**THINGS TO DO**
a – Summarize the passage on Muslims in India in two sentences.
b – According to the passage on Muslims in India, in which year did Muhammad ibn al-Qasim enter Sindh?

[TEXT SECTION]

India is home to one of the largest Muslim populations in the world. More than two hundred million Muslims live across its cities, villages and regions, forming a community older than many of the states and borders that define South Asia today.
They are not a newly arrived population, nor can their presence be reduced to migration from neighbouring countries. Muslims have lived in the Indian subcontinent for more than a thousand years. They contributed to its scholarship, languages, architecture, agriculture, commerce, military history and political institutions. They helped shape India long before the establishment of the modern republic in 1947.
Yet in contemporary India, this deeply rooted community increasingly finds itself portrayed as foreign, disloyal or threatening.
The pressure does not appear in one form alone. It is visible in citizenship disputes in Assam, forced expulsions of Bengali-speaking Muslims, demolitions of Muslim homes and businesses, restrictions affecting Islamic institutions, mob attacks, anti-Muslim hate campaigns and political language that presents an entire religious minority as a demographic or national-security problem.
The present crisis is therefore not simply a series of isolated communal clashes. It is the result of a longer transformation in which Hindu nationalism has moved from the political margins into the machinery of the state.
Islam’s Long History in India
Islam reached the Indian subcontinent through several routes.
Muslim merchants established connections with the western and southern coasts of India during the earliest centuries of Islam. Arab traders travelled across the Indian Ocean, building commercial and social relationships with local communities, particularly along the Malabar Coast.
Political expansion occurred later. In 93 AH, corresponding to 711 or 712 CE, the young Umayyad commander Muhammad ibn al-Qasim entered Sindh. Over subsequent centuries, various Muslim dynasties governed large parts of the subcontinent, including the Delhi Sultanates and later the Mughal Empire.

[/TEXT SECTION]
[MATERIAL PROVIDED]

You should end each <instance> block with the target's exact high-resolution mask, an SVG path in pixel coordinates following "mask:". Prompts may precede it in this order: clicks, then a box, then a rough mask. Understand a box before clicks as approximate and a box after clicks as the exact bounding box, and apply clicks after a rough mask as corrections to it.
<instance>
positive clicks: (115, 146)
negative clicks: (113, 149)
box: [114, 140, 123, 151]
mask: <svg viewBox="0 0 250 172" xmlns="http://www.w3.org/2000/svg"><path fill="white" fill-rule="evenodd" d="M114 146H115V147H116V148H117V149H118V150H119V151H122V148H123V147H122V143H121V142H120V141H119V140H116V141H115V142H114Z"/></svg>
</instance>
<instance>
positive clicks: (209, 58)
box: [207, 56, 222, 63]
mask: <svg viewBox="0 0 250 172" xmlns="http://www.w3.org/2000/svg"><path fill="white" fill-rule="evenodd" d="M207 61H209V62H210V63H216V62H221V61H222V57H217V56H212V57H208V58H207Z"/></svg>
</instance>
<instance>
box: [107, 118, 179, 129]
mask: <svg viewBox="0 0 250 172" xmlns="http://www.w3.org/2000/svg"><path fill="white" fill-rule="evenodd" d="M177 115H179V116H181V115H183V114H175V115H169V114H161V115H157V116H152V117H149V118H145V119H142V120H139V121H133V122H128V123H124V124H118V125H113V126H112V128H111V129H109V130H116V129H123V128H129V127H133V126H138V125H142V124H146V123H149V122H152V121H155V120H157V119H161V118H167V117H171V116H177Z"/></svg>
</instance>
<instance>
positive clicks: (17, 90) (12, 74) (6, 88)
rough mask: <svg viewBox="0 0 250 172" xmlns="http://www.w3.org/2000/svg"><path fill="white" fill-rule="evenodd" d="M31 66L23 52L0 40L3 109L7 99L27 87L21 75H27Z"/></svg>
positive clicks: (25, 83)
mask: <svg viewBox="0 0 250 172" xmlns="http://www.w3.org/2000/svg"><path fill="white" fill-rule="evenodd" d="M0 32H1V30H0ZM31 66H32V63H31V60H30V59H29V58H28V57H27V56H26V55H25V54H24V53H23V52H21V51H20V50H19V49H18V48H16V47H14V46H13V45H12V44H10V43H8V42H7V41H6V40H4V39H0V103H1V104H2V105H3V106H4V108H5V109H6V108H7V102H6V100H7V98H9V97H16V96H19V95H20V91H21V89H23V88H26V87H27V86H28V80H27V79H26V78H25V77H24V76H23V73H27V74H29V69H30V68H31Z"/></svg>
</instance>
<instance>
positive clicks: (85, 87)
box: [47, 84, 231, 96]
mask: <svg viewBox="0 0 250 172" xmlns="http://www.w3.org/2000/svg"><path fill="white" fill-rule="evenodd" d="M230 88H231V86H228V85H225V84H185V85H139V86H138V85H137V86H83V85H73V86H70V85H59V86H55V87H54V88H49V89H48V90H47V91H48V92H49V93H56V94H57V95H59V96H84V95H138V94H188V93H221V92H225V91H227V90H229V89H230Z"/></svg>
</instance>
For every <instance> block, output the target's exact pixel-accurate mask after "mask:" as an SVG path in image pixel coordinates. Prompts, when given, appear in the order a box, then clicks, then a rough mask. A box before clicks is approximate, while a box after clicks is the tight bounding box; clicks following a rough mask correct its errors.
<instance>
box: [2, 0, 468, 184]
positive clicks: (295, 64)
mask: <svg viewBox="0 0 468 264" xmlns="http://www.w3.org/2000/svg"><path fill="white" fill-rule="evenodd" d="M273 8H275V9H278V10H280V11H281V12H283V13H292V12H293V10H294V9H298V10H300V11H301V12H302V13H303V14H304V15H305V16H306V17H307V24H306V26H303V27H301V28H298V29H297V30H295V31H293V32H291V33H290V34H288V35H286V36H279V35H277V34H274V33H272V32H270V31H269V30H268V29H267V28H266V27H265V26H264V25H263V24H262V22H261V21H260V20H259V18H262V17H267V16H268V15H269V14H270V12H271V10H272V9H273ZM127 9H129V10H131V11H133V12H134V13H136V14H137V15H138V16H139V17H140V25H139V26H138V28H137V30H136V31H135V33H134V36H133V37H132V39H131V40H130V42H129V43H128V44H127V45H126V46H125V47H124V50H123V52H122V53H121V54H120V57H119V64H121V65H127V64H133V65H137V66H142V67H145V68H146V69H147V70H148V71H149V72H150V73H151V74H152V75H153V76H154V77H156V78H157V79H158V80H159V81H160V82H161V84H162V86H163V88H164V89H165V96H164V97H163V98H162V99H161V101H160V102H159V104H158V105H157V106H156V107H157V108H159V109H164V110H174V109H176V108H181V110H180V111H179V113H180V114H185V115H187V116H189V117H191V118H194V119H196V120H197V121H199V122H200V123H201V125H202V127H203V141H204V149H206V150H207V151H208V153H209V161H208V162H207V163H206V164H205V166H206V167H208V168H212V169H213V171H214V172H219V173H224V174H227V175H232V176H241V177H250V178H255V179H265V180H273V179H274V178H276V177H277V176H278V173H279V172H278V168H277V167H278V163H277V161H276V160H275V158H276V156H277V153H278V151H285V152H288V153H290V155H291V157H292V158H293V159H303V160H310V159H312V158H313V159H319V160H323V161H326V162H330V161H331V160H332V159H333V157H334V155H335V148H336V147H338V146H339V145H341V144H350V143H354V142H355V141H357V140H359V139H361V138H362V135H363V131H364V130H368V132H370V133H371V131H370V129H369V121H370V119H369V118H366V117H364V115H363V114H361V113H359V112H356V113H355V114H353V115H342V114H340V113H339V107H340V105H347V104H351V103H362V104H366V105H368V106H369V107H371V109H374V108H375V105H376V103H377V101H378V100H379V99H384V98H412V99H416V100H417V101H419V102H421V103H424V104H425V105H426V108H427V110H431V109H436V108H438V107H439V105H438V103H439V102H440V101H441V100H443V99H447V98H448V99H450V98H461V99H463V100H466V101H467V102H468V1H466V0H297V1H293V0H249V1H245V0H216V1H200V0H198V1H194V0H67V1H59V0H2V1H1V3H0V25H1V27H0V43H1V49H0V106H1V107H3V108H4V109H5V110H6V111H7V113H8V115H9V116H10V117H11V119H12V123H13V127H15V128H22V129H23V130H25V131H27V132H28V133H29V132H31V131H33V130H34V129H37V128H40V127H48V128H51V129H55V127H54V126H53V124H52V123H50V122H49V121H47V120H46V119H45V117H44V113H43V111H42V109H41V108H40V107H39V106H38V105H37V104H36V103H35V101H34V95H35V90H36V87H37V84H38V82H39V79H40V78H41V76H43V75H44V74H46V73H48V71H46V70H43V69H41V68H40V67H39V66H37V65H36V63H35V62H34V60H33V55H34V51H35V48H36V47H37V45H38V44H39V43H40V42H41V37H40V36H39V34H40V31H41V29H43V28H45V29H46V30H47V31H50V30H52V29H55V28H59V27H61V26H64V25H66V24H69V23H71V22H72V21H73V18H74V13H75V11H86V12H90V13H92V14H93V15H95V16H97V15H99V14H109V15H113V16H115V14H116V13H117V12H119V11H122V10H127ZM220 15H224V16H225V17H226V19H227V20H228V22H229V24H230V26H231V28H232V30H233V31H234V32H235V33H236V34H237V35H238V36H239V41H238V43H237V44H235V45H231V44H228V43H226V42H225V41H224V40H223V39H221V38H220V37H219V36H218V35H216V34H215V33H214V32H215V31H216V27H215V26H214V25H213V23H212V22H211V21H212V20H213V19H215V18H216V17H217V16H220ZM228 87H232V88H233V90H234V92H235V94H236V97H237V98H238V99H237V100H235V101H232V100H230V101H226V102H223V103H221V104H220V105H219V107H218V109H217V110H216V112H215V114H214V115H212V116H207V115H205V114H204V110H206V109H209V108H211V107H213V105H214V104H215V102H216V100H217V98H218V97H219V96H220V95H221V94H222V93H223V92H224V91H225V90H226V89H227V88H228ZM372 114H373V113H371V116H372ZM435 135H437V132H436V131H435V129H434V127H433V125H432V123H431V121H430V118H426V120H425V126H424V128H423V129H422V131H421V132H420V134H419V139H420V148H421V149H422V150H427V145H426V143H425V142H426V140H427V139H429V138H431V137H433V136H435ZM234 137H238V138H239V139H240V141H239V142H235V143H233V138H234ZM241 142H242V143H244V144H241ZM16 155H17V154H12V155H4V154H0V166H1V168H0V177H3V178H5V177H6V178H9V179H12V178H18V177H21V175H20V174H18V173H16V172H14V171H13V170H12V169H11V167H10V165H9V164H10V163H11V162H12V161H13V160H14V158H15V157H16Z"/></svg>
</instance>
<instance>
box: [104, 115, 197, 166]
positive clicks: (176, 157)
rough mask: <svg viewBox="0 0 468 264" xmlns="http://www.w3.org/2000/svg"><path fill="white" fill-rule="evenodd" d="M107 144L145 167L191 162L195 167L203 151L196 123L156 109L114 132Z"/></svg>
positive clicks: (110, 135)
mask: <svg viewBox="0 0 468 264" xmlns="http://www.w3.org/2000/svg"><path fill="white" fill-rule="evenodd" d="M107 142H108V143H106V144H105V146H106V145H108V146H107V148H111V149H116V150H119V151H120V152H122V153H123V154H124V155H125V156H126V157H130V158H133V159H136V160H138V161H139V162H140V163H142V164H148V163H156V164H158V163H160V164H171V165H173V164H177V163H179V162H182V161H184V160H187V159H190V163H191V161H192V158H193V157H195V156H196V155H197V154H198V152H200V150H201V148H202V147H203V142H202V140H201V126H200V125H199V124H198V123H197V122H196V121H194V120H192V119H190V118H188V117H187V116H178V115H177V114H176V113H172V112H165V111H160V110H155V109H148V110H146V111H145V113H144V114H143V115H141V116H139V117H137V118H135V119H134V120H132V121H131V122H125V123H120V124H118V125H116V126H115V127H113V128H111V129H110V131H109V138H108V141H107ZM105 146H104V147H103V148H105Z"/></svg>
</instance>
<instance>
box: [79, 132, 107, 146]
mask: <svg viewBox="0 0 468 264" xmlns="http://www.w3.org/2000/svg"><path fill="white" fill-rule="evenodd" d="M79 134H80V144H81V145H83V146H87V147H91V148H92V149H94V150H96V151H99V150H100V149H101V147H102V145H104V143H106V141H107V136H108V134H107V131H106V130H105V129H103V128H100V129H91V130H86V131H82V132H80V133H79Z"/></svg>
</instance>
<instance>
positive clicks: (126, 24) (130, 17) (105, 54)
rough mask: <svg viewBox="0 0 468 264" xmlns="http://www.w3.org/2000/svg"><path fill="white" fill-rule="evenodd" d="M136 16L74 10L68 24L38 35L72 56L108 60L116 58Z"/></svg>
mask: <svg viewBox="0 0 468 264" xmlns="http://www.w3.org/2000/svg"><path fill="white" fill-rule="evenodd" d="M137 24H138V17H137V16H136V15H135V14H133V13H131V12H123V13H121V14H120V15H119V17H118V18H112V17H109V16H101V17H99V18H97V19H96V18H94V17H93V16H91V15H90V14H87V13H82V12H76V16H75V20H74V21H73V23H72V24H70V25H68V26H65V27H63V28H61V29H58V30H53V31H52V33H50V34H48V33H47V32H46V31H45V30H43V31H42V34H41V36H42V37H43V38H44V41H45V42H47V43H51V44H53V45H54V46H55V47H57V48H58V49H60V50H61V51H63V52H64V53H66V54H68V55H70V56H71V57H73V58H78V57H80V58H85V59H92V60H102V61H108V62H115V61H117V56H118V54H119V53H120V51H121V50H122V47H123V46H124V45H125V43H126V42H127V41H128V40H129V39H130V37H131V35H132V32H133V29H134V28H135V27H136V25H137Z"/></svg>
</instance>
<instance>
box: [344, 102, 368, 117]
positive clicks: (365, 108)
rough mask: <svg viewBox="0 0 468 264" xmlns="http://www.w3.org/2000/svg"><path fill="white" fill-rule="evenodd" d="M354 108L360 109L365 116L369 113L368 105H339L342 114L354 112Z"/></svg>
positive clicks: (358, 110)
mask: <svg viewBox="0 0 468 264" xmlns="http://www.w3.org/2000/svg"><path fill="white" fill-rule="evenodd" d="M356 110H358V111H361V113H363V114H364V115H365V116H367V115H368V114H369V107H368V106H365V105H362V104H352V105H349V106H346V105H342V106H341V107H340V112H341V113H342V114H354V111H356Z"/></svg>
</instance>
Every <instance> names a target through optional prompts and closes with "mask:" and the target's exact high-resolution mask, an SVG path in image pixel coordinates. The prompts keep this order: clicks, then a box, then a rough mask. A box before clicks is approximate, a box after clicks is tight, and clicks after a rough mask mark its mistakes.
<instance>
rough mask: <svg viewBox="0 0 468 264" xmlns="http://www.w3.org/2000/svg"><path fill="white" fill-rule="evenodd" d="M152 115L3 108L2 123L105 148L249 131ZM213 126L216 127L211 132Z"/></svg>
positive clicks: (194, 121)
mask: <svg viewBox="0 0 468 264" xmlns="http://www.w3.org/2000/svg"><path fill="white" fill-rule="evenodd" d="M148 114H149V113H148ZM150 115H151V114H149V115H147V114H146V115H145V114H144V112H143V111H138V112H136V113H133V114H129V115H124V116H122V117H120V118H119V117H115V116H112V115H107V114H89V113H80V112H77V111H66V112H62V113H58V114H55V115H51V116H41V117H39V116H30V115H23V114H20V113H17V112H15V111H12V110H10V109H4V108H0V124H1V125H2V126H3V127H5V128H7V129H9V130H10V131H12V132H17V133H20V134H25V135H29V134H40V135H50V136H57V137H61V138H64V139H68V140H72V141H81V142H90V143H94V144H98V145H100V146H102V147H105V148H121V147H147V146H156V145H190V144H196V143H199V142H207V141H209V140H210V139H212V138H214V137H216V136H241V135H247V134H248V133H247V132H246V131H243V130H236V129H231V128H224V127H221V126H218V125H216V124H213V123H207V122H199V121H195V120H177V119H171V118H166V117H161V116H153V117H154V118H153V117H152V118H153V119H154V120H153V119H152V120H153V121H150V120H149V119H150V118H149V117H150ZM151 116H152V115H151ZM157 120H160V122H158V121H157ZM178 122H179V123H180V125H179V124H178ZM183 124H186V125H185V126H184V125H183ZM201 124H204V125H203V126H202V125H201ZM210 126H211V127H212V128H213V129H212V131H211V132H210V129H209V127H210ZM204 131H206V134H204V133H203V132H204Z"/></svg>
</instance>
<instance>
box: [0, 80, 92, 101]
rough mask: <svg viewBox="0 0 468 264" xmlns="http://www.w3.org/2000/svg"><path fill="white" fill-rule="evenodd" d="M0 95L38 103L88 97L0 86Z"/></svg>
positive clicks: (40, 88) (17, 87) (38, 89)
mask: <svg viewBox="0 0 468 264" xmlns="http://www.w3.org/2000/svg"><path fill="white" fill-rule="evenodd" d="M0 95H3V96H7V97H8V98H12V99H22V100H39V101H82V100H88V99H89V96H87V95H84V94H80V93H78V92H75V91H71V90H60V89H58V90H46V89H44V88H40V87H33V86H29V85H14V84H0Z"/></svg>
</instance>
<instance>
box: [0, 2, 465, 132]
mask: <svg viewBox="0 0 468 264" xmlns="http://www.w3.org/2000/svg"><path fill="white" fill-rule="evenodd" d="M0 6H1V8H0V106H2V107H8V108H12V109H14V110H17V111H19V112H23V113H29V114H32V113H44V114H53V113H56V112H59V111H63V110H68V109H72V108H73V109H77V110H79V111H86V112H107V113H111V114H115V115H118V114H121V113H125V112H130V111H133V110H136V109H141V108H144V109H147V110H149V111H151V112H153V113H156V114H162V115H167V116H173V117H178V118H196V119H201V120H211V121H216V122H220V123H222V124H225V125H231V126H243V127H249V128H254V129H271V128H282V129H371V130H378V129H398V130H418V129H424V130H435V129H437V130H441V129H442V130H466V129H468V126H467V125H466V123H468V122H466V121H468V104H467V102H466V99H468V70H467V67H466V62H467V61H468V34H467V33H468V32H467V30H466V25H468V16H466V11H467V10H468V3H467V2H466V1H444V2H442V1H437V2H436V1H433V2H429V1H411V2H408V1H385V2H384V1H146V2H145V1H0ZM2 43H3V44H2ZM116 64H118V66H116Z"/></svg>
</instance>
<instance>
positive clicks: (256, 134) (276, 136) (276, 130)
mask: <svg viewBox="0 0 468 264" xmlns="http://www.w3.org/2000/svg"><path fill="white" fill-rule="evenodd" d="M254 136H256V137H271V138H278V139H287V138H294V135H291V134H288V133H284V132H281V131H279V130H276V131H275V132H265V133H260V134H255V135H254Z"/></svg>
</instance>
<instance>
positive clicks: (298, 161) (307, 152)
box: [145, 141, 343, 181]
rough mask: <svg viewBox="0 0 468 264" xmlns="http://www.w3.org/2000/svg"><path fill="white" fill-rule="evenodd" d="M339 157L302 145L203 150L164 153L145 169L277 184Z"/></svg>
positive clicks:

[/MATERIAL PROVIDED]

**ANSWERS PER TASK**
a – India's more than two hundred million Muslims form a community that has lived in the subcontinent for over a thousand years and helped shape its scholarship, languages, architecture, commerce and political institutions, yet it is increasingly portrayed as foreign, disloyal or threatening. This pressure appears in citizenship disputes in Assam, expulsions, demolitions, mob attacks and hate campaigns, and it results from Hindu nationalism moving from the political margins into the machinery of the state.

b – In 93 AH, corresponding to 711 or 712 CE.